Data for this task:
##############################

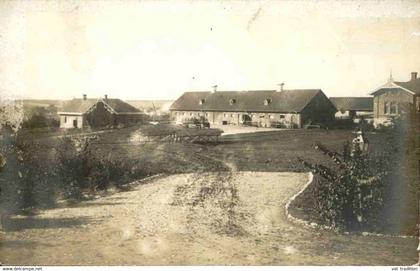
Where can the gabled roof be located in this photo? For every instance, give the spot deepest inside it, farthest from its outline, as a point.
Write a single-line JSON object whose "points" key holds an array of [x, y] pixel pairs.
{"points": [[353, 103], [412, 86], [81, 106], [246, 101]]}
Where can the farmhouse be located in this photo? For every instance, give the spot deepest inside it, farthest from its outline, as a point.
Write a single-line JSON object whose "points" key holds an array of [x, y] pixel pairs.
{"points": [[264, 108], [352, 107], [79, 113], [396, 98]]}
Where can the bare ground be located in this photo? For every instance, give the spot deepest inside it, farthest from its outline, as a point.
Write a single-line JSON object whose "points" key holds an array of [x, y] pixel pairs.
{"points": [[226, 218]]}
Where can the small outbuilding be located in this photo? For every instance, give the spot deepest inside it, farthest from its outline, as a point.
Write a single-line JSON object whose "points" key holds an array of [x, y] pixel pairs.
{"points": [[352, 107], [99, 112]]}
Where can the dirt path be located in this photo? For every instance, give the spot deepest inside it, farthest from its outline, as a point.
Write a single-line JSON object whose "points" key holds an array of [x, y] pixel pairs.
{"points": [[227, 218]]}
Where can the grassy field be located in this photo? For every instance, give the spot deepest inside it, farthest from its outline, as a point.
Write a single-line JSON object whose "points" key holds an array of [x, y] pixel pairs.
{"points": [[115, 234], [274, 151]]}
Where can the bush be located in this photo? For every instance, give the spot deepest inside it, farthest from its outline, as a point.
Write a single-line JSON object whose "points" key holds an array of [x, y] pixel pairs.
{"points": [[79, 170], [351, 194], [25, 182]]}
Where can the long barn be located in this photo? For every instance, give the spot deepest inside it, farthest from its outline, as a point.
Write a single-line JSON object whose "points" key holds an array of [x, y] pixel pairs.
{"points": [[263, 108]]}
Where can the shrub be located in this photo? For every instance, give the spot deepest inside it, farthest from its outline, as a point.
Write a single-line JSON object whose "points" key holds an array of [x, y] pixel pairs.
{"points": [[79, 169], [351, 194]]}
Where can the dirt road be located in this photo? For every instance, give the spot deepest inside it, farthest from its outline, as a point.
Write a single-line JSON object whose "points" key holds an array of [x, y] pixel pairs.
{"points": [[226, 218]]}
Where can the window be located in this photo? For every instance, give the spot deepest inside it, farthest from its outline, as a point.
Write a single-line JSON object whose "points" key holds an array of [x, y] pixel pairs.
{"points": [[393, 108], [267, 101]]}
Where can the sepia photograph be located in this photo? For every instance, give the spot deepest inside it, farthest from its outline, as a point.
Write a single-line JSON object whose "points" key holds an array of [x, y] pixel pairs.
{"points": [[210, 133]]}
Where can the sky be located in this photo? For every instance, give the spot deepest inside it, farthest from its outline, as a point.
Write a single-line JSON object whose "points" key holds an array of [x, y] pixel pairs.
{"points": [[160, 49]]}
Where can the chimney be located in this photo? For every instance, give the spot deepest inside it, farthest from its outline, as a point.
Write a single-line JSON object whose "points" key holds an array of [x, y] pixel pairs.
{"points": [[280, 87]]}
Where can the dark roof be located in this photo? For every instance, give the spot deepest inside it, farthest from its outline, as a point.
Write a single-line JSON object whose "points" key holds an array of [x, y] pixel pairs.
{"points": [[412, 85], [81, 106], [353, 103], [248, 101]]}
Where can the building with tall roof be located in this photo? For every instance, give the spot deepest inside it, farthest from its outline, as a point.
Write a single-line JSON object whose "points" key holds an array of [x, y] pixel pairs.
{"points": [[99, 112], [396, 98], [352, 107], [264, 108]]}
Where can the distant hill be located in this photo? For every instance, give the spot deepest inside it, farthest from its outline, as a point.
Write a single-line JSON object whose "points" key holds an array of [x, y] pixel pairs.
{"points": [[29, 103]]}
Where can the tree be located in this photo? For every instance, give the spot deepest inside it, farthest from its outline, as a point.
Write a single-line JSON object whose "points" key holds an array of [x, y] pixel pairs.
{"points": [[350, 194]]}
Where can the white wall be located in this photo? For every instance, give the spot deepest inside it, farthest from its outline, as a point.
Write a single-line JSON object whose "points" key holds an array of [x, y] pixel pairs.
{"points": [[66, 121]]}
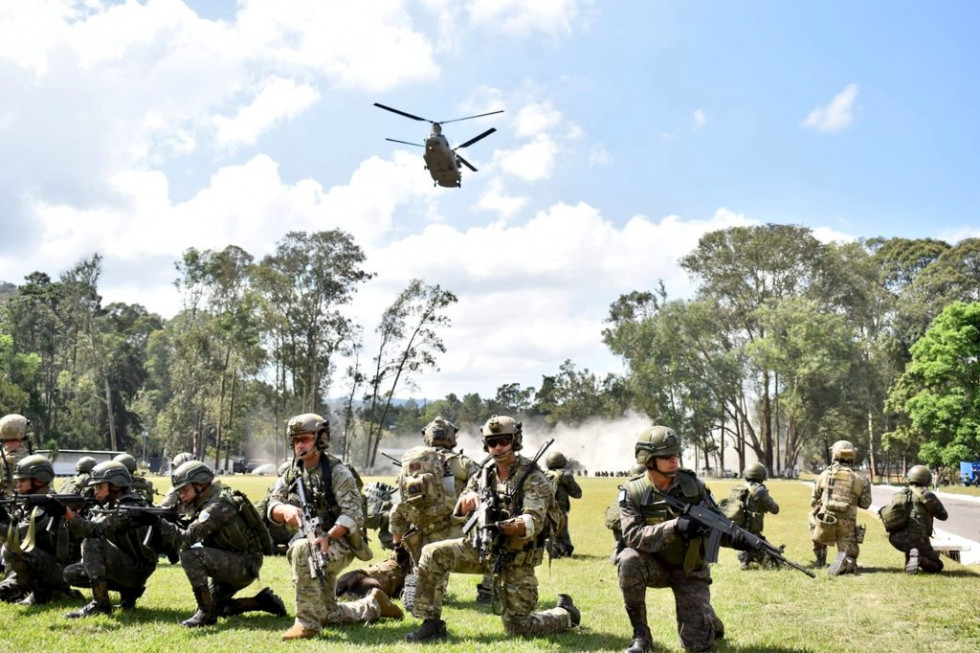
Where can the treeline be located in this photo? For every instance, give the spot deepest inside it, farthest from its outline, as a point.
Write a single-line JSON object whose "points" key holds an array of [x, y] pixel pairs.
{"points": [[786, 345]]}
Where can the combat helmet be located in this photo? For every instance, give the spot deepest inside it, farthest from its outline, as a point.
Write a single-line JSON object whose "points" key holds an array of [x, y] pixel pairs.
{"points": [[556, 460], [842, 450], [193, 471], [14, 427], [85, 464], [655, 442], [920, 475], [127, 460], [111, 471], [755, 472], [310, 423], [503, 425], [440, 432], [34, 466]]}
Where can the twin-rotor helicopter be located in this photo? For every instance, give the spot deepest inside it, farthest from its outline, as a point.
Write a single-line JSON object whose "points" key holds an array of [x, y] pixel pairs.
{"points": [[441, 160]]}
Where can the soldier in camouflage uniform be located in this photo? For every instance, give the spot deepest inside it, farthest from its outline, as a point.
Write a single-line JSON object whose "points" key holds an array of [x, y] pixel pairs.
{"points": [[114, 555], [757, 503], [663, 549], [141, 485], [78, 484], [913, 539], [220, 543], [565, 487], [37, 573], [837, 494], [13, 432], [340, 537], [523, 541]]}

##############################

Every entry above needs to be retyped exactly; drop the pictures.

Where can the gabled roof be located in this photo? For every instance, give the spot deepest inside it, farthest from its outline, as a point.
Write a single-line JSON object whose "points" key holds an array of [x, y] pixel pairs.
{"points": [[353, 103], [412, 86], [81, 106], [246, 101]]}
Where can the farmhouse be located in this photo? For every instance, give the spot deepest inside it, farthest from its outline, as a point.
Write a single-line JSON object whose "points" key holds an array of [x, y] pixel pairs.
{"points": [[264, 108], [352, 107], [79, 113], [396, 98]]}
Where can the bare ground be located in this photo? For every instance, give the spot deepest inside it, farthest from its outline, as a point.
Write a single-line JSON object whose "points" key holds an array of [x, y] pixel pairs.
{"points": [[226, 218]]}
Where can the small outbuilding be located in this photo? For every instance, give the spot deepest inside it, farthest from its outline, as a point.
Write a single-line JSON object whose "points" key holds an array of [x, y] pixel pairs.
{"points": [[352, 107], [99, 112]]}
Where can the dirt path be located in this photo? For every instance, give the spot deepest inside it, farthest from its outline, as a point.
Write a single-line JSON object whose "points" key holds an array of [x, y] pixel pairs.
{"points": [[227, 218]]}
Where can the grassy field be located in this photo? For every instance, give the spot deepest inside it, farthest from its outline, as a point.
Write a single-line JSON object whose "points" key holds an array of [x, y] pixel pairs.
{"points": [[115, 234], [274, 151]]}
Where can the bush be located in this photo? For every instance, give the spot deepest inside it, farthest from its outline, as a point.
Write a single-line JSON object whose "points" key holds an array of [x, y] pixel pairs.
{"points": [[79, 170], [351, 194], [25, 182]]}
Where can the long barn be located in this photo? For every instance, give the spot deepest inside it, farthest from its outline, as a point.
Write a single-line JSON object whose "points" key holds an array of [x, y] pixel pairs.
{"points": [[263, 108]]}
Where can the shrub be located in this photo? For every instance, give the spot deepest inside it, farthest from its outline, as a point.
Write a single-line JSON object whose "points" key holds an array of [x, y] pixel pairs.
{"points": [[79, 169], [351, 194]]}
Where can the dirt road be located in this photo? For every instance, give the spot deepest inside it, farthest from its outline, as a point.
Write a single-line JSON object whose "points" key holds an array of [x, y] pixel pairs.
{"points": [[226, 218]]}
Where can the window be located in this photo? For every instance, give the spot deepest inside it, farthest from its outline, as a point.
Write a single-line JSON object whose "points" key holds an array of [x, y] pixel pairs.
{"points": [[393, 108], [267, 101]]}
Where can the sepia photograph be located in this photo? For every instance, give the spot deepest inside it, farthest from its outline, as a point.
Write a single-line JSON object whose "points" key holds an array of [x, y] pixel pairs.
{"points": [[210, 133]]}
Where can the sky be located in this photo? For every instance, give the spot deepest inside it, farthest from its outline, as a point.
Write a single-line JSON object whose "points" key holds an array of [x, y] pixel pairs.
{"points": [[160, 49]]}
Where can the chimney be located in this photo? For every instance, give the spot deepest inside it, farthest from its outline, as a point.
Write a single-line JSON object whose "points" key holds an array of [x, y] pixel pairs.
{"points": [[280, 87]]}
Where can the dark roof be located in this photo? For every instance, give the spot deepest inside it, farthest from its outline, as a point.
Write a single-line JSON object whose "points" key holds an array of [x, y] pixel pairs.
{"points": [[412, 85], [81, 106], [353, 103], [248, 101]]}
Where can the building with tall roof be located in this photo? For every instance, give the spot deepest inside it, farthest from its outline, as a point.
Write a single-line JSON object whose "points" key holds an array of [x, y] pixel pairs.
{"points": [[99, 112], [396, 98], [352, 107], [264, 108]]}
Where can the distant hill be located in this photo? For every instance, give the spot deepest inside it, farthest from its outline, as a point.
Write a single-line JSON object whose "points" key holds an array of [x, y] pixel pairs.
{"points": [[29, 103]]}
Where can the tree be located in this photo? For every instance, give the spot deepest inside it, farthest from its outline, as a point.
Write a single-line JSON object whose "points" key holds an array of [x, y] pixel pairs.
{"points": [[350, 194]]}
Where can the white wall be located in this photo? For every instance, give the spot deepest inside it, farthest from its outline, as a point.
Write a single-line JSON object whose "points" key holds an array of [x, y] pixel pairs.
{"points": [[66, 121]]}
Where can the treeline be located in this photo? For every instance, give the spot deepest inside it, farthest from its outline, as a point.
Write a single-line JSON object whose "points" key holds an array of [x, y] pixel pairs.
{"points": [[786, 345]]}
Where can the combat helmet be located in this photo? For every instance, give the spot deepest inside it, farthest from its outline, as a point.
Write a single-line JSON object whose "points" key holds an array of [x, y] pixel pairs.
{"points": [[556, 460], [842, 450], [193, 471], [14, 427], [85, 464], [655, 442], [920, 475], [127, 460], [111, 471], [755, 472], [310, 423], [503, 425], [440, 432], [34, 466]]}
Where can the twin-rotor helicopter be located in this photo? For every instance, give the spot deepest inside it, farthest from its outline, as a point.
Write a single-line JSON object whose "points" key holds an array of [x, y] pixel pairs.
{"points": [[441, 160]]}
Where can the soldier in camouflage uniform be located in this photo? For every instance, give the spot deepest inside it, farthest from its outline, as a point.
Write a single-line JSON object whose "points" key holds an array of [x, y] pixel pairs.
{"points": [[114, 555], [757, 503], [663, 549], [141, 485], [78, 484], [913, 539], [220, 543], [565, 487], [37, 573], [837, 494], [13, 432], [340, 537], [523, 541]]}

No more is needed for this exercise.